* EXERCISE INSTRUCTIONS
Gather every line of the material below that contains the word "yellow", and copy each one in full.

Dataset rows showing where objects appear:
--

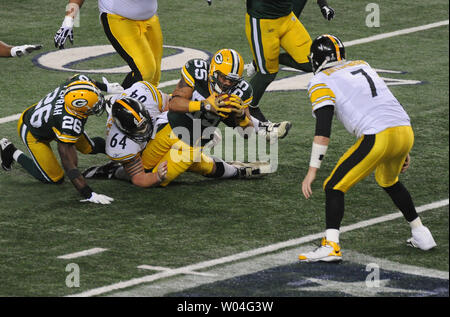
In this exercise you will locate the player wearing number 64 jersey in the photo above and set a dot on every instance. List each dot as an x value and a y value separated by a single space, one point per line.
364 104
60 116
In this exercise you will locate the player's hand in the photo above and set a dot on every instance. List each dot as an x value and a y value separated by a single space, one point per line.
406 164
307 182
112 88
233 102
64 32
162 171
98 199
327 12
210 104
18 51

--

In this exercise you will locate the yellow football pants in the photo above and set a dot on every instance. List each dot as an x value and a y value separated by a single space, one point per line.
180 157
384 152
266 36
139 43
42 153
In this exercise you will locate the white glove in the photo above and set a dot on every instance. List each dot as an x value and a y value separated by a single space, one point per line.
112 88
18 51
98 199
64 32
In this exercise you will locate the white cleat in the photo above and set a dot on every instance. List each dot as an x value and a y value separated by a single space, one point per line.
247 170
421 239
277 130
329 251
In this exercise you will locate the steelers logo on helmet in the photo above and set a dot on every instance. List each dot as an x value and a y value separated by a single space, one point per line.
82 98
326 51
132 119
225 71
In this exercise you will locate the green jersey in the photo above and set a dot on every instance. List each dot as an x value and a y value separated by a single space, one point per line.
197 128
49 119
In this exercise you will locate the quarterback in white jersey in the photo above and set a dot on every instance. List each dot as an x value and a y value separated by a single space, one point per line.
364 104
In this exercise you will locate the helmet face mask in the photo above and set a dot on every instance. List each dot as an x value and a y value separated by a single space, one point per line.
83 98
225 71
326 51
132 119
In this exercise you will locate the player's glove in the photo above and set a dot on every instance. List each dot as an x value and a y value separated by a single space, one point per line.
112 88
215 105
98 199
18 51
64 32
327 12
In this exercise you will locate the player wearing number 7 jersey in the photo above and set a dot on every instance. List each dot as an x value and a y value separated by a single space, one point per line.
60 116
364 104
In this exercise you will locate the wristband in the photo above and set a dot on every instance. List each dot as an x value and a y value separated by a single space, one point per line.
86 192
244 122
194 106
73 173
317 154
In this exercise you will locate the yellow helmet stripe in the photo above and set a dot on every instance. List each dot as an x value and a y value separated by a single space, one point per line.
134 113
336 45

--

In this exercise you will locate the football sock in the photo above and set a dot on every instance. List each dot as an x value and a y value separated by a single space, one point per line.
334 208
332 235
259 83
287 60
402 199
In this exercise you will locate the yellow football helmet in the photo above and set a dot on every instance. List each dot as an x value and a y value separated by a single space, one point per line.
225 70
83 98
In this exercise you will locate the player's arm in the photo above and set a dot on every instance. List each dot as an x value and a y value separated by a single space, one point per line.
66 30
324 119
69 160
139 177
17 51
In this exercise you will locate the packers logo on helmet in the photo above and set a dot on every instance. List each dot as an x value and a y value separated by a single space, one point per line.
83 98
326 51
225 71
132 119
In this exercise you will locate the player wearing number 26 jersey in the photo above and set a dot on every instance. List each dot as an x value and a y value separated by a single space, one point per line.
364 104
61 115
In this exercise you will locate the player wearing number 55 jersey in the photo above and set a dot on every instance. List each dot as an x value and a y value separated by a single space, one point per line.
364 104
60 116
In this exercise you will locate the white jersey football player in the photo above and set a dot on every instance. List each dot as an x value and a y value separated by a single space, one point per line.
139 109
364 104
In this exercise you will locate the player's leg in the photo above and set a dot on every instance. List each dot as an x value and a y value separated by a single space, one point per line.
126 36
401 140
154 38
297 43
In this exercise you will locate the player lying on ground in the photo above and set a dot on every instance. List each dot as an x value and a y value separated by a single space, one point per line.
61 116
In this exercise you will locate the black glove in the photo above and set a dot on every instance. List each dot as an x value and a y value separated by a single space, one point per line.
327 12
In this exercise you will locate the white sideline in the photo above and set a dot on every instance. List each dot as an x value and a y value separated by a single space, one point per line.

--

* THE REPLY
In this exercise you will locate the yellow football pants in the photo above and set a dot on every instance. List each dot as an x value and a y value separated by a single space, one point per line.
In this exercise you will locate the yellow helmet stripe in the photo above and set a dot on every instance. List each dot as an x value and a y value separated by a single space, one point per line.
In this exercise you will locate the yellow football helmet in the photo above and set a dot on every instance. List each dot as an x value and a y value separated by a single space, one point per line.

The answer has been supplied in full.